- _Short exercise_: Below are records; print only the lines from the line containing "# point at: sandy ground (one per instance)" to the end, both included, reproduced exactly and without the pictures.

──────── Recorded information

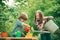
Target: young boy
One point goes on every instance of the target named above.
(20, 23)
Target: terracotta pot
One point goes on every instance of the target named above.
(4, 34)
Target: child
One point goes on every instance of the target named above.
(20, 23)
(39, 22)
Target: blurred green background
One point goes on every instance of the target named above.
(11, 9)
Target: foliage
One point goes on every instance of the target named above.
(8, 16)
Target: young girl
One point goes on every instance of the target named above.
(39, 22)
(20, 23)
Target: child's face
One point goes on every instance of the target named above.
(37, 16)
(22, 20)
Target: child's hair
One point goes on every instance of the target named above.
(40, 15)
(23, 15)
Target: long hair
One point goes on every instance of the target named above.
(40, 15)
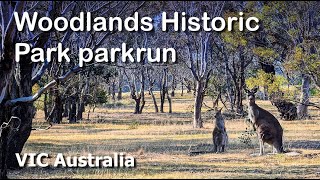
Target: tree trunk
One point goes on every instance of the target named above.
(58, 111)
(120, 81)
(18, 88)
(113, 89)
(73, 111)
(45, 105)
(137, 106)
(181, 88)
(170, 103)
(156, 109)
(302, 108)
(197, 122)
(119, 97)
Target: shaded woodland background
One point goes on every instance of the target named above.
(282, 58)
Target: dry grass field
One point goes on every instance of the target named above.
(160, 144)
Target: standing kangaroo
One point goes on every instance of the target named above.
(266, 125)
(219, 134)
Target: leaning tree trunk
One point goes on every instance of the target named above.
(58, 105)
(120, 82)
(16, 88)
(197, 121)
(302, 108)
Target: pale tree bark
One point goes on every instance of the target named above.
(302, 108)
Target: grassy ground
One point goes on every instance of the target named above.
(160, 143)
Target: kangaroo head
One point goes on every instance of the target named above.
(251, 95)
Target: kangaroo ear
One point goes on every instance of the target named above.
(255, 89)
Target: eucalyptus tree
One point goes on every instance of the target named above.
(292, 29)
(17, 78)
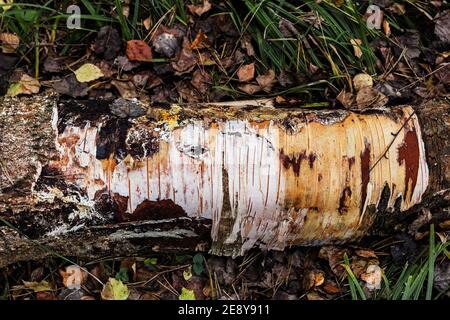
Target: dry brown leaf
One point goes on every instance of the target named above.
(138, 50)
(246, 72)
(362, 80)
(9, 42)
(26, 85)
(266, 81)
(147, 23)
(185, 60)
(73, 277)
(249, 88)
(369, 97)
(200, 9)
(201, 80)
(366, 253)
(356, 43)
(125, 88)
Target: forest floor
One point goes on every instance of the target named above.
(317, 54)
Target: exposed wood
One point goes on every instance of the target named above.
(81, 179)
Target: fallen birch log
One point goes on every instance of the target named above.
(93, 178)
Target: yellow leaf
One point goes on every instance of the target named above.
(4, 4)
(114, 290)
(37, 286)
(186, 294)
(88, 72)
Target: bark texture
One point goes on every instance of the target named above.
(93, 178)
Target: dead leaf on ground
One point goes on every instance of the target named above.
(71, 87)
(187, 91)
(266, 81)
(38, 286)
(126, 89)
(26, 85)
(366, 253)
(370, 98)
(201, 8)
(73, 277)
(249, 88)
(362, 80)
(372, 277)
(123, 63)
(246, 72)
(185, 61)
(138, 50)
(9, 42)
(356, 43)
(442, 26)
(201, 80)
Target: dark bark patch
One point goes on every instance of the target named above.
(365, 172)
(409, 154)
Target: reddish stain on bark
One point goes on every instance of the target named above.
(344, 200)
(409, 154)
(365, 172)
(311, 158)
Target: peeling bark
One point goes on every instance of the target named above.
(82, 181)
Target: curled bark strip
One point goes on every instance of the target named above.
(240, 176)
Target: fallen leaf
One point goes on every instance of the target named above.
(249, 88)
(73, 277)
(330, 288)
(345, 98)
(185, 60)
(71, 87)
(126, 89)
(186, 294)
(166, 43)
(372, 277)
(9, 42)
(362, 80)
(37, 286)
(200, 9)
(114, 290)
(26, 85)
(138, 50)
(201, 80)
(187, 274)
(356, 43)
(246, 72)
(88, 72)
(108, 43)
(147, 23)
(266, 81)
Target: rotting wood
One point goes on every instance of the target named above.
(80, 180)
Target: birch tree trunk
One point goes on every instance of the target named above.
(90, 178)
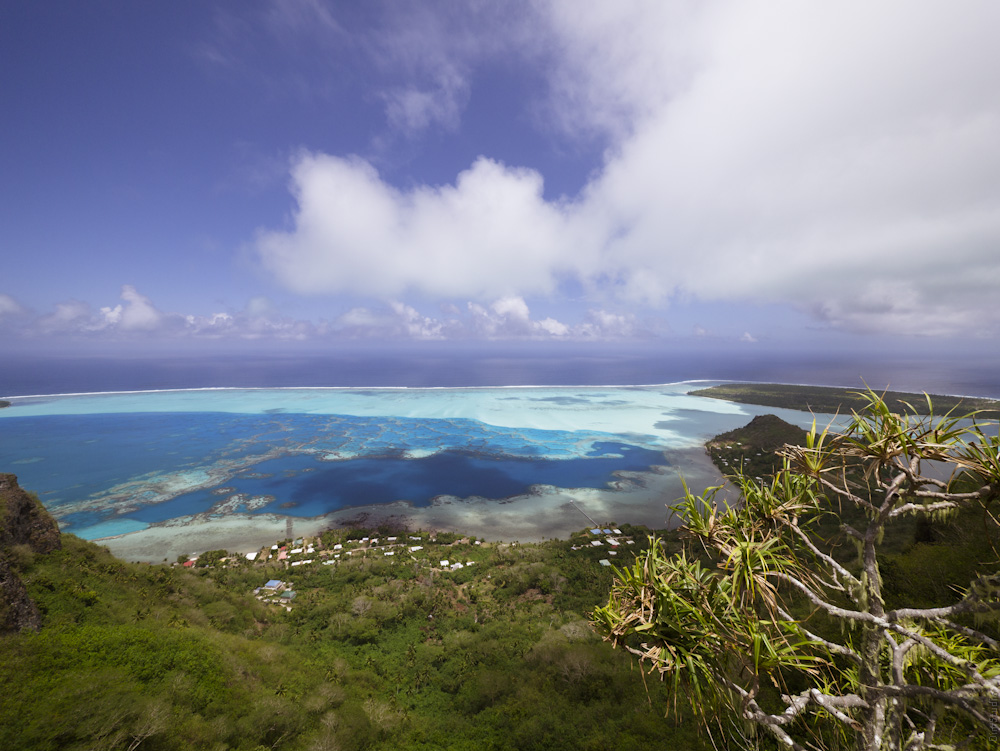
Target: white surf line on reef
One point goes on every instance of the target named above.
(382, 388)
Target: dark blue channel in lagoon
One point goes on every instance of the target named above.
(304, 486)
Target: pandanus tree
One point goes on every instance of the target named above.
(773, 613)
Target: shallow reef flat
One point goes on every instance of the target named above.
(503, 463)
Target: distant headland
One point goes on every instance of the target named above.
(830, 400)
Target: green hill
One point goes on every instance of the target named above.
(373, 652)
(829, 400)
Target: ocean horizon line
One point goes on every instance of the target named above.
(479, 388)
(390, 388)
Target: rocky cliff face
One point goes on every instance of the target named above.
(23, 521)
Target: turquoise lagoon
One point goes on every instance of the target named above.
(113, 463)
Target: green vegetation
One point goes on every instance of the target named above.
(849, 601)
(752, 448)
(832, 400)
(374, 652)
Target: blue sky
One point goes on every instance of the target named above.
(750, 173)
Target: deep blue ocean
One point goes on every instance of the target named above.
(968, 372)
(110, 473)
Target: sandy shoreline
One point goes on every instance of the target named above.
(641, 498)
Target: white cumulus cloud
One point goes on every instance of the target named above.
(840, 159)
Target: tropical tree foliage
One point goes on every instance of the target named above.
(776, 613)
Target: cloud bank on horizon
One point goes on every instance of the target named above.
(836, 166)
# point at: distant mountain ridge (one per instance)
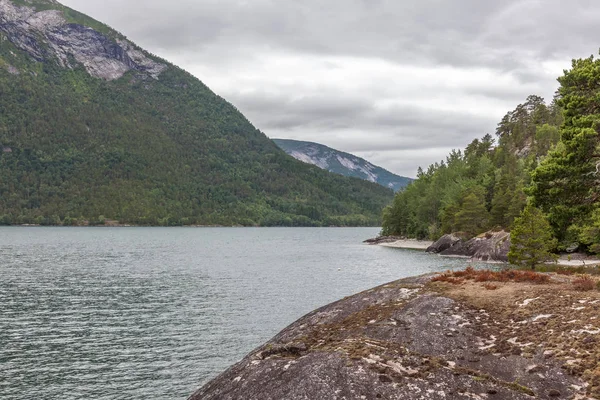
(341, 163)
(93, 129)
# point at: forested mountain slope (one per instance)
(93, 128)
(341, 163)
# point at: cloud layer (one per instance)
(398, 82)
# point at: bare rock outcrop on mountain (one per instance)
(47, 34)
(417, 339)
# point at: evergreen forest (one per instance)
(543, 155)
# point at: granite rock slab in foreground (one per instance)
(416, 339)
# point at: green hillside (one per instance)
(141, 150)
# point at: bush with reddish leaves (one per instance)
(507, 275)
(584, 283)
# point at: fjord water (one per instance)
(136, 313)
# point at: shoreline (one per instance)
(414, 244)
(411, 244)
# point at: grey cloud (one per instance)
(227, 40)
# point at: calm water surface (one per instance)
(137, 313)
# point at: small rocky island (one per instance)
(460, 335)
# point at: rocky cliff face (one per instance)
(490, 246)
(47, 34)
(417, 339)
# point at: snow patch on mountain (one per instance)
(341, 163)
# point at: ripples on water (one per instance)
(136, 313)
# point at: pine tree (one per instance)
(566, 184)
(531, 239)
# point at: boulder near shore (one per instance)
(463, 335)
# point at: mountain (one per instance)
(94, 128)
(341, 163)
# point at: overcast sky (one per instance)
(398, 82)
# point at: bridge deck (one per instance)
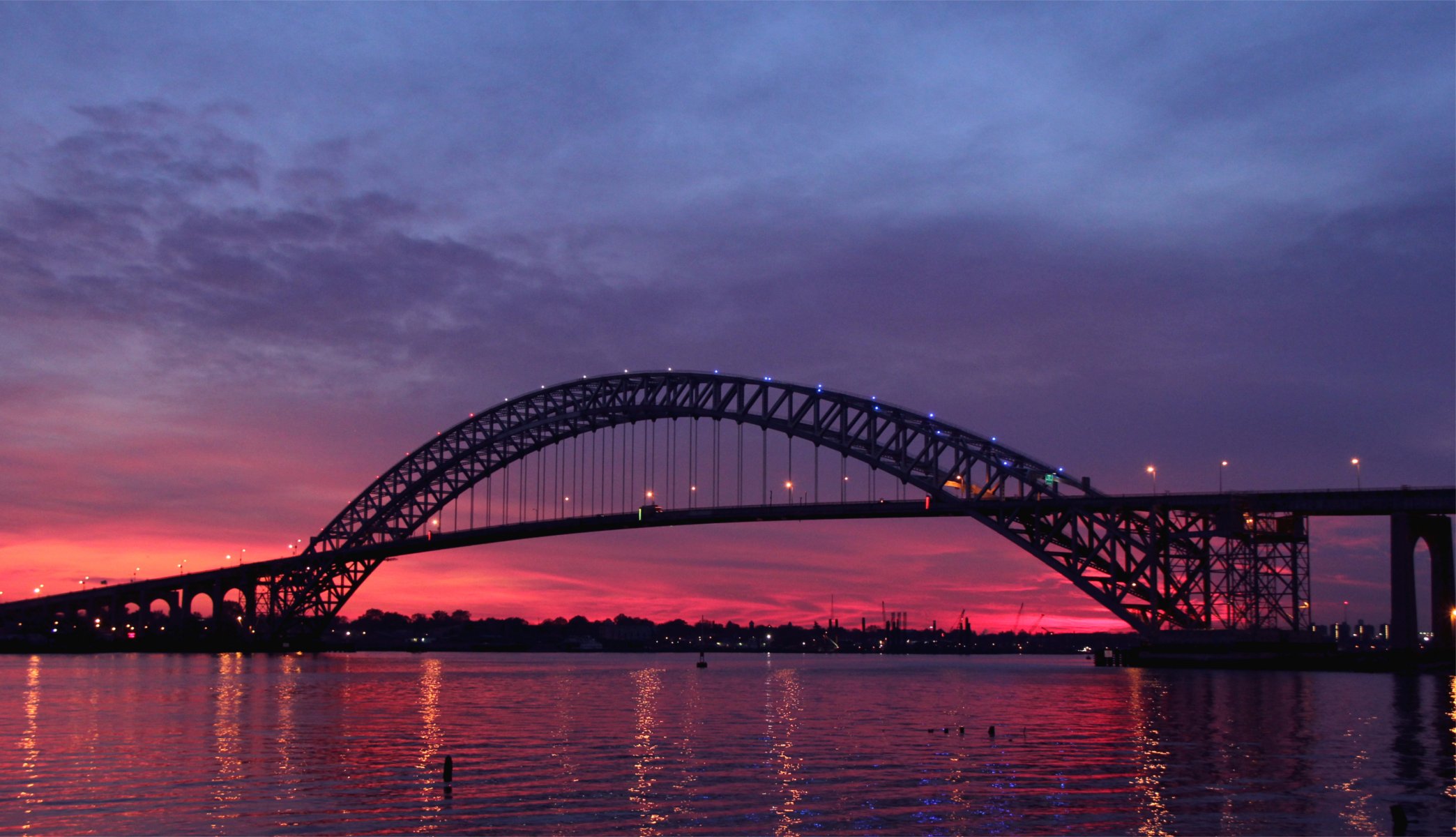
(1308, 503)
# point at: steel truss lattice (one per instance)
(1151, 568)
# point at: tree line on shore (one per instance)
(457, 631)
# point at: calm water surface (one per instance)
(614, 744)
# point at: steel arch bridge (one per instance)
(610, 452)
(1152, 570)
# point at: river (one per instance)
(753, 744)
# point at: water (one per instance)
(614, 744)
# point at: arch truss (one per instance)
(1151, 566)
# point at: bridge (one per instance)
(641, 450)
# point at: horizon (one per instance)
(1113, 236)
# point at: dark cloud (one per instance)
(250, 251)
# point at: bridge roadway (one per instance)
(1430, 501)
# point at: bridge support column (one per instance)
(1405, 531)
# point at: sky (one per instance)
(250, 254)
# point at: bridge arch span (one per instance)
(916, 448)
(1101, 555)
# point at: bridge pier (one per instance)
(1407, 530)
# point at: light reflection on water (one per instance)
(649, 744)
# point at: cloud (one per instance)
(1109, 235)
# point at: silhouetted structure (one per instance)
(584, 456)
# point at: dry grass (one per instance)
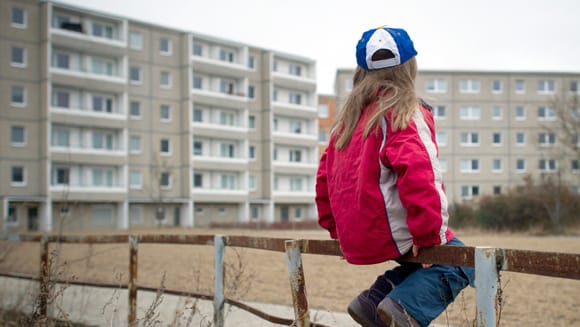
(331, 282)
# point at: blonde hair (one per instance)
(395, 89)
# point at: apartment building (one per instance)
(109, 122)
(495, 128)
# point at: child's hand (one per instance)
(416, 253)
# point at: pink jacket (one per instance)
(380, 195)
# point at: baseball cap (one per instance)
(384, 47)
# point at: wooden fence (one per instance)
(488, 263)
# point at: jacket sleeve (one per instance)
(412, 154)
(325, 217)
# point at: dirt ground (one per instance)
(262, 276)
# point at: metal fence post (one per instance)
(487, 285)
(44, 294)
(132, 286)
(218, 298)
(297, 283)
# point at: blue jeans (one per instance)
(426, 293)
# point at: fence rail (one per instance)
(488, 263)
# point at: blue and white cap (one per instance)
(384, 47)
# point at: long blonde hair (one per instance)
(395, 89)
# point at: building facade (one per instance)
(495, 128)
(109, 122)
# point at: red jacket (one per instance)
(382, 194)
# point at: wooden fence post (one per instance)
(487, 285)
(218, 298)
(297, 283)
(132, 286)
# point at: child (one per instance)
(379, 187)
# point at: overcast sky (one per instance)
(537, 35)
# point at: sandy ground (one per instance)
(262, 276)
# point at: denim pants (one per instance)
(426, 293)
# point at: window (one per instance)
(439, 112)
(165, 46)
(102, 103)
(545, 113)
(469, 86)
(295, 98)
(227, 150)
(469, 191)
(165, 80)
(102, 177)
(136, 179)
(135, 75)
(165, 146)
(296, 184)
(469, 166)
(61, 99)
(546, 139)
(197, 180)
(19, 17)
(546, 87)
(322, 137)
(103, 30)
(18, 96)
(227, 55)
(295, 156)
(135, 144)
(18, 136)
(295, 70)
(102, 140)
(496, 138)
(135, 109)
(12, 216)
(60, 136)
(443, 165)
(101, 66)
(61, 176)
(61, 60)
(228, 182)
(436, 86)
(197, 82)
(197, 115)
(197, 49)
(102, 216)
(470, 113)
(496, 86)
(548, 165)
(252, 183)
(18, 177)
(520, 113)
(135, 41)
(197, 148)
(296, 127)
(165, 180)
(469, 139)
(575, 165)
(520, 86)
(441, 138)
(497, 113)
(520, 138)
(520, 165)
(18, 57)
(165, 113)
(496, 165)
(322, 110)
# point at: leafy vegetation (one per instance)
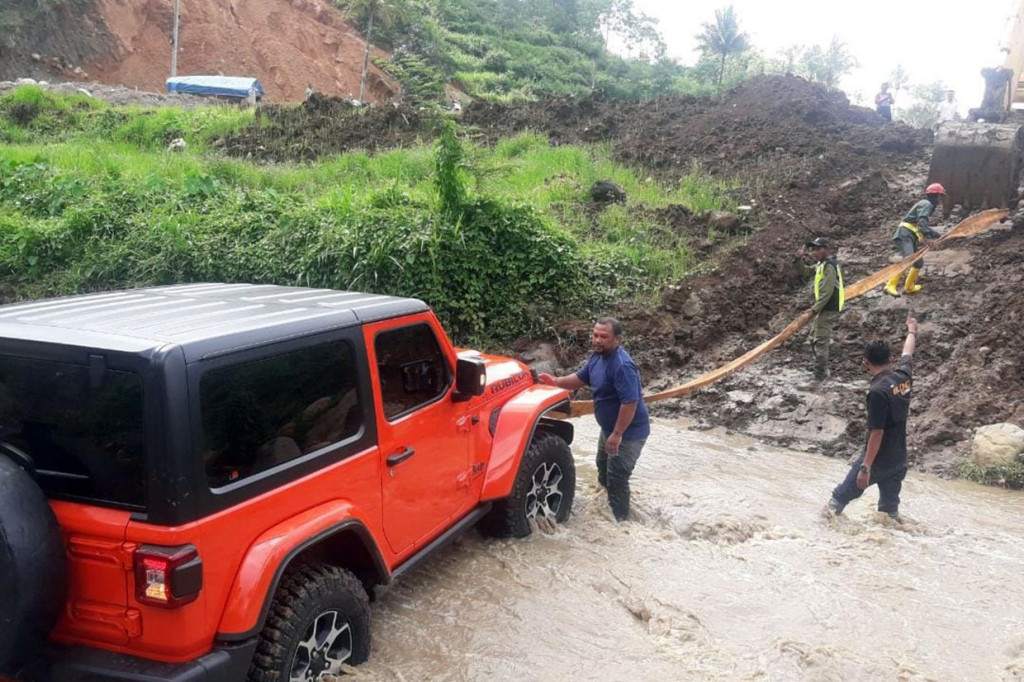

────────────────

- _Task response_:
# point at: sandy ground (one per instance)
(262, 276)
# point at: denim pants (one per instance)
(426, 293)
# point at: window (one per instance)
(439, 112)
(165, 46)
(102, 103)
(545, 113)
(469, 86)
(295, 98)
(227, 150)
(469, 191)
(165, 80)
(102, 177)
(136, 179)
(135, 75)
(165, 146)
(296, 184)
(469, 166)
(61, 99)
(546, 139)
(197, 180)
(19, 17)
(546, 87)
(322, 137)
(103, 30)
(18, 96)
(227, 55)
(295, 156)
(135, 144)
(18, 136)
(295, 70)
(102, 140)
(496, 138)
(135, 109)
(12, 216)
(60, 136)
(443, 165)
(101, 66)
(61, 176)
(61, 60)
(228, 182)
(436, 86)
(197, 82)
(197, 115)
(197, 49)
(102, 216)
(470, 113)
(496, 86)
(548, 165)
(252, 183)
(18, 177)
(520, 113)
(135, 41)
(197, 148)
(296, 127)
(165, 180)
(469, 139)
(575, 165)
(520, 86)
(441, 138)
(497, 113)
(520, 138)
(520, 165)
(18, 57)
(165, 113)
(496, 165)
(322, 110)
# point at: leafy vegetation (one per instance)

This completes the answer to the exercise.